• **Work to complete**: Identify every line in the items below that contains the string "facade", and copy each of those lines.

-- -- --

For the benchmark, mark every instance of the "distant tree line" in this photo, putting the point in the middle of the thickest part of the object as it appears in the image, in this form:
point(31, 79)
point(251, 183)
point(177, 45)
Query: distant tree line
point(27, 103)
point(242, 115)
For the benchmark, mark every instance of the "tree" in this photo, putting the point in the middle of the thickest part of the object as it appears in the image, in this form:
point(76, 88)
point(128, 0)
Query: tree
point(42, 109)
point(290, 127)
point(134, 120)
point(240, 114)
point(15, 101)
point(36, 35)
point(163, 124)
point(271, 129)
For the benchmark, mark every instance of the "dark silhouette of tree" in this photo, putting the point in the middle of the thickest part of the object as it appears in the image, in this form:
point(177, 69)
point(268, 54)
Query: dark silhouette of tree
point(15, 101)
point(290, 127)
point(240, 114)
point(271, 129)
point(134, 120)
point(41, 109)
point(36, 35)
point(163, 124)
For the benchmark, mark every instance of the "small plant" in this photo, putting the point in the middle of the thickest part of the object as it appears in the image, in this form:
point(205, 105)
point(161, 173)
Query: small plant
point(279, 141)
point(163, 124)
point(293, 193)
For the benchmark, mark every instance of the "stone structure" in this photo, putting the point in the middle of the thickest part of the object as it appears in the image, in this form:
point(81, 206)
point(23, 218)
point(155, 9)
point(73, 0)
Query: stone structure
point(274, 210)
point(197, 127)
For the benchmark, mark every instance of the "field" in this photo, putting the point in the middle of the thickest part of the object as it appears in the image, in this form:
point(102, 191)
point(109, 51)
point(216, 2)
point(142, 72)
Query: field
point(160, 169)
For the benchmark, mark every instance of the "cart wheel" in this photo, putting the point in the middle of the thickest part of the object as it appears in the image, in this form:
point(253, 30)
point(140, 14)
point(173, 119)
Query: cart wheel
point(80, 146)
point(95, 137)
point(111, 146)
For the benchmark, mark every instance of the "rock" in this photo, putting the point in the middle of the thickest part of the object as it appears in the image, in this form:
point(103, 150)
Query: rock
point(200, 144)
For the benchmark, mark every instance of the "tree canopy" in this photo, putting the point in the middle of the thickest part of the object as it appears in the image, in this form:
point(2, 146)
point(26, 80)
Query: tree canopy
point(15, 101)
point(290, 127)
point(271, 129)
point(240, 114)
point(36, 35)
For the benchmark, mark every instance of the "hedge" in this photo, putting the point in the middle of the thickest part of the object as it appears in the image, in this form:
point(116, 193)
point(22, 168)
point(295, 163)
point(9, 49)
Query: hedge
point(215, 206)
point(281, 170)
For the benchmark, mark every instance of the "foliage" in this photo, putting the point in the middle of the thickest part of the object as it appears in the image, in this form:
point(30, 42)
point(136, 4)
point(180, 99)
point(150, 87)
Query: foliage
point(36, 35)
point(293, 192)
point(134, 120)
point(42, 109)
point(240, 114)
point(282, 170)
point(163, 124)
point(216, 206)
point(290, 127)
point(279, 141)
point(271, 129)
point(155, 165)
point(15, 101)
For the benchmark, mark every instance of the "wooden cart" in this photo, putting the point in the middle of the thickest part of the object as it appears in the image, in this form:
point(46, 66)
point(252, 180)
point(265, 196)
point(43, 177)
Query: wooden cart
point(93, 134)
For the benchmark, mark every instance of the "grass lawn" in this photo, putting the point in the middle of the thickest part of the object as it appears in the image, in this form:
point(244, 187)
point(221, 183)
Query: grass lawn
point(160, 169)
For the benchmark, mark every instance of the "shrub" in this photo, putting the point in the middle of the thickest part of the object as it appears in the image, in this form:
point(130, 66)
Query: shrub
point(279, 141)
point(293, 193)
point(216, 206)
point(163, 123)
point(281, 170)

-- -- --

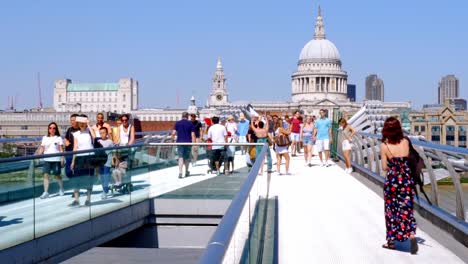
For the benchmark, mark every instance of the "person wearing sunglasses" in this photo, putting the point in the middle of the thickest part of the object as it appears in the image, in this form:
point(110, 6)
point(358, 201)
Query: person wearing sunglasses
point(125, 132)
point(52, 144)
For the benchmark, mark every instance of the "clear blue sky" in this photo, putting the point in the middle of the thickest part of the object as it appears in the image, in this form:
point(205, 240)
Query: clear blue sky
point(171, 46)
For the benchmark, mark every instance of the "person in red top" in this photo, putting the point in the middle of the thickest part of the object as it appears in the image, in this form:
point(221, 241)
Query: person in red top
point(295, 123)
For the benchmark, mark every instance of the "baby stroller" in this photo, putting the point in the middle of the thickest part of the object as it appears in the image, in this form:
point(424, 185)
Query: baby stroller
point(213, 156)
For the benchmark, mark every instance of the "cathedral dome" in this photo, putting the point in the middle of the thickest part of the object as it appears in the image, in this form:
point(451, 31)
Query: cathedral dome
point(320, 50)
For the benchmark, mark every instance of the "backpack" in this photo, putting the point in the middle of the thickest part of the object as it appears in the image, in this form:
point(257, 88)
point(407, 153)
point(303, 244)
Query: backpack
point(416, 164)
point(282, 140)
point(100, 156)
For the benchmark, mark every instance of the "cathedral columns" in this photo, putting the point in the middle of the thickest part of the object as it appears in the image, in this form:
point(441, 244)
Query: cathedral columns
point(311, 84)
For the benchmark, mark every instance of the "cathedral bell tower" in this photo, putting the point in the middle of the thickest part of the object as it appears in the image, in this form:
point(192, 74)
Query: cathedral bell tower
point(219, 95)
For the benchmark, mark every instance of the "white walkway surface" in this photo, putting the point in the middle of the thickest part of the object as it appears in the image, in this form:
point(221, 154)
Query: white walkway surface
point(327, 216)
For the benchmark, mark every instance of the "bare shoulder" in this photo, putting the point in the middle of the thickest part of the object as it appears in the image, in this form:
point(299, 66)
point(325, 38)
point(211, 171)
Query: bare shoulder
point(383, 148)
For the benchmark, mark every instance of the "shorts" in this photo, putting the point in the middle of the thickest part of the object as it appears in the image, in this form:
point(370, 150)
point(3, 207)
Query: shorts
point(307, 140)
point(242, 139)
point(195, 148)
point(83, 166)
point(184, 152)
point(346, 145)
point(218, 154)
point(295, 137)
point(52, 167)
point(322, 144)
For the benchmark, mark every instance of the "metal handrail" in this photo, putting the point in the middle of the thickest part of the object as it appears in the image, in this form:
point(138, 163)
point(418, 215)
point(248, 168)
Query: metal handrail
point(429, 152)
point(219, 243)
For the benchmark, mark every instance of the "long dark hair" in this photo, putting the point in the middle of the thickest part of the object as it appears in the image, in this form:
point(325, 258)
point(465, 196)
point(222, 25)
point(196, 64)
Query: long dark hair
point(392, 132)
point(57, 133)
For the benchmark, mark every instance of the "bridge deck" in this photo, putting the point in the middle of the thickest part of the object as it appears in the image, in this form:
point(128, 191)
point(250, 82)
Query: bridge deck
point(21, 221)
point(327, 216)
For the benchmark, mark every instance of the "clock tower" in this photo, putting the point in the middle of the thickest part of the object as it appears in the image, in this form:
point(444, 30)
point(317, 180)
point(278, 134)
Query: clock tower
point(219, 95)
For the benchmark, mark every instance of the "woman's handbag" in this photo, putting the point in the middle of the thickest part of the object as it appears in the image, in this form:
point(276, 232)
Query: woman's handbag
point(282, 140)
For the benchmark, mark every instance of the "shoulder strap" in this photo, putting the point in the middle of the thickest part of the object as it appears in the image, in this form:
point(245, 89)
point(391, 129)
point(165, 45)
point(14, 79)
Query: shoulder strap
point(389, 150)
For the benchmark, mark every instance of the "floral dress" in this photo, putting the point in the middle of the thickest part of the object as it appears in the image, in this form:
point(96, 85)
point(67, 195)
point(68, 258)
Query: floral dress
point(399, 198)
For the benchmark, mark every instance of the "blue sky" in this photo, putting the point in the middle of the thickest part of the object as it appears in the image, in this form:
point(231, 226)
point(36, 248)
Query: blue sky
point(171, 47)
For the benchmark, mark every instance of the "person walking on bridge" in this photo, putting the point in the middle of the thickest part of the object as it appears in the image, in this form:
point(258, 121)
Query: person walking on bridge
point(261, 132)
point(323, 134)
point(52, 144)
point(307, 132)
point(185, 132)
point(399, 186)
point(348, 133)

-- -- --

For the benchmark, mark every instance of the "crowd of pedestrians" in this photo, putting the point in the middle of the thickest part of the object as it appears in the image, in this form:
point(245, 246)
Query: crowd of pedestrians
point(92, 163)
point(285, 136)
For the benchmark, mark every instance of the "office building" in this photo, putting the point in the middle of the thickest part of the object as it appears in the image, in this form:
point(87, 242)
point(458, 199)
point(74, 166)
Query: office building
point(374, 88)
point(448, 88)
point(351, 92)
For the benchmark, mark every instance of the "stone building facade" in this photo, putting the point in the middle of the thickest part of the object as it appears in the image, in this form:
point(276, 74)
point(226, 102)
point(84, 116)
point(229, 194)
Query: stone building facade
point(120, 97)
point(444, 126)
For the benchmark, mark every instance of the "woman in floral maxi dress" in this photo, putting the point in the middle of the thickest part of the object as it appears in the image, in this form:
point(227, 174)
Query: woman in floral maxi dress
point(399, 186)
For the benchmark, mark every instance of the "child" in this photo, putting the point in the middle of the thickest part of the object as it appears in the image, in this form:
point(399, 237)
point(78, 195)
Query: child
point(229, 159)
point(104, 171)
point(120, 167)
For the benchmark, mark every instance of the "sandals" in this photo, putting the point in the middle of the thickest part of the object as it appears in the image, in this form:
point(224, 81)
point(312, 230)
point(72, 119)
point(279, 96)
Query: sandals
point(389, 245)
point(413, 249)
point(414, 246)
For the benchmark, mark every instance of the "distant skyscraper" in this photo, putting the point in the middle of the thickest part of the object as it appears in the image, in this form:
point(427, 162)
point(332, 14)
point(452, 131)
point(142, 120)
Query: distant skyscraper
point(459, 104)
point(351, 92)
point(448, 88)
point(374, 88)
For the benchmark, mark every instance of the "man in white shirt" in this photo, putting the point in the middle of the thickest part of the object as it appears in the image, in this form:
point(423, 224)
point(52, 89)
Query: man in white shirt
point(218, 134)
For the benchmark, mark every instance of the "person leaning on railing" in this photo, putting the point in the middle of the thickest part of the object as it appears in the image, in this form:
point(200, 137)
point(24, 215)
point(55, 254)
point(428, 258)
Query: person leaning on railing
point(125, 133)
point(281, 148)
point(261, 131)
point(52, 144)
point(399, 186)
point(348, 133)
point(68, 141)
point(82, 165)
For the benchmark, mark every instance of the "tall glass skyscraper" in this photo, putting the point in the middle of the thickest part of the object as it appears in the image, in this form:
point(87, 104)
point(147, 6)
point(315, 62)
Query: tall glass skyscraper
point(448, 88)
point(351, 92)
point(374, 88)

-- -- --

• **Task solution**:
For the benchmark, mark every instance of the "stone building facade" in this photo, putting the point in the middle of the thickest part of the object as it appears in the image, in this form:
Query: stone building facade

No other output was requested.